Short task:
Reproduce every line of the data, starting at the line containing "the guitar fretboard;" and ending at the last line of the data. Scale each answer coordinate by 1.55 and round to a whole number, with halves rounded up, but leave every other number unchanged, including the sample coordinates.

Data shown:
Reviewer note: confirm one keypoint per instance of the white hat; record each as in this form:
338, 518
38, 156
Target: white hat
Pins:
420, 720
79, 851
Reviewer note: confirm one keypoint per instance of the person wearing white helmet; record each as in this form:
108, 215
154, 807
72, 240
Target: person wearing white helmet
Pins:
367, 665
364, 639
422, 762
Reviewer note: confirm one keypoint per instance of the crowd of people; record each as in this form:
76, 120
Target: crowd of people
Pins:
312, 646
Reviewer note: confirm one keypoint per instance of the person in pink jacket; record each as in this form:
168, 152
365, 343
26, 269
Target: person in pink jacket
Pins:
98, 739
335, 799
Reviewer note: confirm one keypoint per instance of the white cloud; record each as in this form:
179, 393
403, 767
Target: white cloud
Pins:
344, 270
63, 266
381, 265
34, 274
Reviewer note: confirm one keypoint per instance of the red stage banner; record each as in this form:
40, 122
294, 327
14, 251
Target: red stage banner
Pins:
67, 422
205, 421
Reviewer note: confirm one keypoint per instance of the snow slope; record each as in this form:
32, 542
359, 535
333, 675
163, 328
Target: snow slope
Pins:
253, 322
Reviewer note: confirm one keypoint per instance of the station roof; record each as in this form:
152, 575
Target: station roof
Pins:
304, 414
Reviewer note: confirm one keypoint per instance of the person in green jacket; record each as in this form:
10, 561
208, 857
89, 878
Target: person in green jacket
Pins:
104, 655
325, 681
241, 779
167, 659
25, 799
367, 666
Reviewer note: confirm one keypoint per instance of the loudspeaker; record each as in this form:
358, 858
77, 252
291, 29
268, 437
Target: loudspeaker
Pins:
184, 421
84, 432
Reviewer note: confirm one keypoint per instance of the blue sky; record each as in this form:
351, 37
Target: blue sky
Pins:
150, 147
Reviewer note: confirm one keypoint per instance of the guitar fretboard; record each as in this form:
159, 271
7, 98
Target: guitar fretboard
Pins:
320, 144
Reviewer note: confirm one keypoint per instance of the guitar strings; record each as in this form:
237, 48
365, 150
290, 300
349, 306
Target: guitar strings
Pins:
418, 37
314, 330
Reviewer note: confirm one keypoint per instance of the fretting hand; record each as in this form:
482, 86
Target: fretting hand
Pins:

Result below:
Reviewer note: confirm one keypoint per instance of the guitar fretboard; record each as in this form:
159, 271
7, 98
Target: guitar fretboard
Pins:
496, 223
Reviewer note: confirm one keypoint per instance of the guitar strings; record each as in this form:
237, 48
365, 150
290, 300
349, 306
Target: guitar strings
Pins:
648, 57
487, 512
Reviewer note: confirm one keypoint per instance of the fretting hand; record each as in this form:
482, 86
Target: fretting hand
Pins:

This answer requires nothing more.